(Collected data)

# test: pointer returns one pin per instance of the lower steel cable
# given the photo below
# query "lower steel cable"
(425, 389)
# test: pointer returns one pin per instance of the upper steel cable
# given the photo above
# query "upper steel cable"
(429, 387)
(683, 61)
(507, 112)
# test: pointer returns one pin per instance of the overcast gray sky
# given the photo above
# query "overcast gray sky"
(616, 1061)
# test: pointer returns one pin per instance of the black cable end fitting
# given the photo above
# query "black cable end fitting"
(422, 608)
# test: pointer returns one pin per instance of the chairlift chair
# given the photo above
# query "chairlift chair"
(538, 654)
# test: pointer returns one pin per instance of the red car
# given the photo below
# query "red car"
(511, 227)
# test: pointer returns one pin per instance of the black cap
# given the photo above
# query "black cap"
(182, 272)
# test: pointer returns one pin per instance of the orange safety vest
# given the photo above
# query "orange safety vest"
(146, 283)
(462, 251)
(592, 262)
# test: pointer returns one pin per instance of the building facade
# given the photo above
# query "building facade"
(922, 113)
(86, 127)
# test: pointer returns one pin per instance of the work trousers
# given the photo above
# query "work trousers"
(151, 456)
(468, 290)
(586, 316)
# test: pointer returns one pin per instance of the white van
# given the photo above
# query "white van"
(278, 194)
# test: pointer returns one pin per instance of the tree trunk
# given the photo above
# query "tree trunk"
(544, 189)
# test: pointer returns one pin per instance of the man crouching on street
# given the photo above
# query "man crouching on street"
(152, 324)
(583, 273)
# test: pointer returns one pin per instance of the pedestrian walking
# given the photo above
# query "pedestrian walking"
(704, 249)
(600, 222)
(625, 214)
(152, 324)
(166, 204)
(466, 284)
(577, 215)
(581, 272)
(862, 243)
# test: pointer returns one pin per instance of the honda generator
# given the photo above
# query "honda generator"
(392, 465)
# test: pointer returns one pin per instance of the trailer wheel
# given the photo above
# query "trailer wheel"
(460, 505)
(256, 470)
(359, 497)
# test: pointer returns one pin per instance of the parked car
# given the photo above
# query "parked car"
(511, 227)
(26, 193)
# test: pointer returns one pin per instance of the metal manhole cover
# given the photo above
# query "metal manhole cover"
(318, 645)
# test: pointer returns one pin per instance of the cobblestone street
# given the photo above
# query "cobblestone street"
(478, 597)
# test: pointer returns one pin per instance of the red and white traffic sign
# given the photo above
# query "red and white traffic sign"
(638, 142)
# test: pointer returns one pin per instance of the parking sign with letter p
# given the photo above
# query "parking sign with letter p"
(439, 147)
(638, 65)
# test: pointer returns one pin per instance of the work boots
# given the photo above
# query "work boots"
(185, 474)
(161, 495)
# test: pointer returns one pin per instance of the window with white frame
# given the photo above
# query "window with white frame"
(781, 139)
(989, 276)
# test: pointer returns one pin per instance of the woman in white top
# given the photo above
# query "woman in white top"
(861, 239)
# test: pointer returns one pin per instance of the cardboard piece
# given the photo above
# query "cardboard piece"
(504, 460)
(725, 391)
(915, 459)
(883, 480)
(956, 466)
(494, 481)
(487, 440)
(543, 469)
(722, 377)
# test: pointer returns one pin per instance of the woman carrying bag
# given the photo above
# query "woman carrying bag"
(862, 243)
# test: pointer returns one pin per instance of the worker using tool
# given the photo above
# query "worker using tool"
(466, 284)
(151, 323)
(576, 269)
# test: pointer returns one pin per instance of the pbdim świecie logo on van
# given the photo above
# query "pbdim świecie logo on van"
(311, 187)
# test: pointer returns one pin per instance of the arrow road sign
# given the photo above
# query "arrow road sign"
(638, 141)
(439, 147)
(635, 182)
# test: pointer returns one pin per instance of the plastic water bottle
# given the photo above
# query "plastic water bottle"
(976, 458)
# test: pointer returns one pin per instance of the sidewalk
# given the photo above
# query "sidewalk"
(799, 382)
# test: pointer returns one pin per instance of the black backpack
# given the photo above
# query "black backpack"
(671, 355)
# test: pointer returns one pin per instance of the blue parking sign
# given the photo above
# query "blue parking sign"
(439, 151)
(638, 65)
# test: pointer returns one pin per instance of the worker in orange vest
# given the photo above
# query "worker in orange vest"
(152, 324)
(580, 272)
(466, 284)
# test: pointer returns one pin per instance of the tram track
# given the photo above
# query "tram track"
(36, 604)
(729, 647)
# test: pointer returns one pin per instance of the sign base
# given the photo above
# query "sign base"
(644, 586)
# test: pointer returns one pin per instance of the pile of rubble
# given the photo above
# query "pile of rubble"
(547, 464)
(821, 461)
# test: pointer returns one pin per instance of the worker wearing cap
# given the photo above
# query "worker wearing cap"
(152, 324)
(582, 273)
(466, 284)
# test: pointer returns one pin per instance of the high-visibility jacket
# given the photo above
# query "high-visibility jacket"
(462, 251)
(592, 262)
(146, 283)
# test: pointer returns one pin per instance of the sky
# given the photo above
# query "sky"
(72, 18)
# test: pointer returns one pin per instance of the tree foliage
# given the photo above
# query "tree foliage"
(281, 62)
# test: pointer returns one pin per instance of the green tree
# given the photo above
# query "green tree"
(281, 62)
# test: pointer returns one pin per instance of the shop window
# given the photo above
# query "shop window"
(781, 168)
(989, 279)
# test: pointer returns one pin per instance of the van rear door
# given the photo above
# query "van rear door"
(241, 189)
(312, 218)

ABOUT THIS TASK » Output all preceding records character for character.

REPLY TO THE TASK »
# test: pointer returns one pin per instance of the lower steel cable
# given the photo below
# query "lower steel cable"
(425, 389)
# test: pointer returns one pin per instance of the upper steel cable
# given the photo above
# query "upper steel cable"
(429, 387)
(683, 61)
(507, 112)
# test: pointer returns one pin per instance of the overcast gray sky
# given the photo above
# query "overcast gray sky"
(616, 1061)
# test: pointer returns one pin per instance of the black cable end fitting
# given the photo above
# query "black cable end fitting"
(422, 608)
# test: pointer returns one pin per instance of the chairlift chair
# given the photo above
# query "chairlift chair"
(538, 654)
# test: pointer returns one pin per instance of the red car
# given the photo below
# query "red car"
(511, 227)
# test: pointer returns one pin per instance of the black cap
# given the photo above
# query "black cap"
(182, 272)
# test: pointer returns one pin per instance of the orange safety vest
# given the photo above
# query "orange safety vest"
(146, 283)
(462, 251)
(592, 262)
# test: pointer returns one pin per instance of the building facade
# given the photo above
# query "building facade"
(922, 113)
(86, 127)
# test: pointer returns one pin per instance of the work trousers
# given the photo above
# query "work trousers"
(151, 456)
(468, 290)
(586, 316)
# test: pointer returns one pin per instance of the white van
# given the photo above
# query "white van"
(278, 194)
# test: pointer returns one pin per instance of the tree trunk
# given the photo above
# query "tree trunk"
(544, 189)
# test: pointer returns one pin per instance of the man crouching on street
# given the photo above
# query "man crouching on street"
(152, 324)
(583, 273)
# test: pointer returns one pin per instance of the pedestrian walking
# given the photo above
# query "pedestrian walking"
(704, 249)
(600, 222)
(625, 214)
(152, 324)
(166, 204)
(466, 284)
(577, 215)
(581, 272)
(862, 243)
# test: pointer returns one pin per instance of the honda generator
# given the photo above
# query "honda generator"
(392, 465)
# test: pointer returns one pin per instance of the trailer wheel
# given the photo above
# query "trailer wheel"
(460, 505)
(256, 470)
(359, 497)
# test: pointer returns one pin per instance of the parked car
# given the photo above
# query "parked car"
(511, 227)
(26, 193)
# test: pointer returns one pin per instance of the metal manhole cover
# given the photo above
# query "metal manhole cover"
(318, 645)
# test: pointer returns one pin per instance of the cobblestone street
# given the photo above
# query "cobblestone street"
(478, 597)
# test: pointer returns one pin per instance of the red and white traffic sign
# given the photo above
# query "red and white traffic sign"
(638, 142)
# test: pointer returns one pin per instance of the parking sign with letter p
# given the photo above
# query "parking sign with letter p"
(439, 147)
(638, 65)
# test: pointer returns one pin per instance of the work boots
# given the photo above
# query "work boots"
(185, 474)
(161, 495)
# test: pointer returns one pin per instance of the window with white frame
# given the photo above
# query "window with white frame"
(781, 139)
(989, 276)
# test: pointer returns one pin per instance of the woman in white top
# given the photo above
# query "woman in white top"
(861, 239)
# test: pointer returns one pin per instance of the cardboard piece
# given the photo above
# query "cardboard piece"
(504, 460)
(725, 391)
(915, 459)
(883, 480)
(956, 466)
(494, 481)
(487, 440)
(543, 469)
(722, 377)
# test: pointer returns one pin per instance of the woman carrying bag
# given the photo above
# query "woman carrying bag"
(862, 243)
# test: pointer returns one pin per instance of the worker using tool
# given the photo above
# query "worker using tool"
(466, 284)
(151, 323)
(576, 269)
# test: pointer returns one pin per instance of the pbdim świecie logo on van
# given the photo above
# query "pbdim świecie logo on van"
(311, 187)
# test: pointer returns one pin per instance of the arrow road sign
# given the photo above
# query "arrow road sign"
(638, 141)
(439, 147)
(635, 182)
# test: pointer returns one pin per instance of the plastic water bottle
# given the photo above
# query "plastic water bottle"
(976, 458)
# test: pointer returns one pin per instance of the sidewalk
# given the photo above
# query "sidewalk"
(799, 382)
# test: pointer returns one pin per instance of the black backpack
# given the photo above
# query "black backpack"
(671, 355)
# test: pointer returns one pin per instance of the blue parking sign
# given the photo above
# query "blue parking sign"
(439, 151)
(638, 65)
# test: pointer returns one pin per instance of the worker in orange vest
# given the photo above
# query "worker in orange vest"
(152, 324)
(580, 272)
(466, 284)
# test: pointer returns one pin per instance of the tram track
# given the photo above
# query "tram track"
(36, 604)
(729, 647)
# test: pointer returns one pin per instance of the sign base
# given the photo above
# query "sign base"
(644, 586)
# test: pointer returns one pin per instance of the pile of rubble
# given the photo above
# query "pile of rubble"
(547, 464)
(821, 461)
# test: pointer returns one pin per instance of the worker wearing cap
# given the photo above
# query "worker wearing cap"
(152, 324)
(582, 273)
(466, 284)
# test: pointer returns one pin per instance of the high-visibility jacket
# given the photo above
# query "high-visibility jacket"
(462, 251)
(592, 262)
(146, 283)
# test: pointer returns one pin per instance of the sky
# given the photo above
# query "sky"
(72, 18)
# test: pointer returns one pin per instance of the tree foliage
# given the photo above
# query "tree foliage"
(281, 62)
# test: pointer returns one pin per instance of the green tree
# given the photo above
# query "green tree"
(281, 62)
# test: pointer returns one pin per instance of the shop window
# given the photo above
# query "shop window"
(781, 168)
(989, 279)
# test: pointer returns one pin per instance of the van rear door
# given the photo above
# query "van rear door"
(241, 189)
(312, 218)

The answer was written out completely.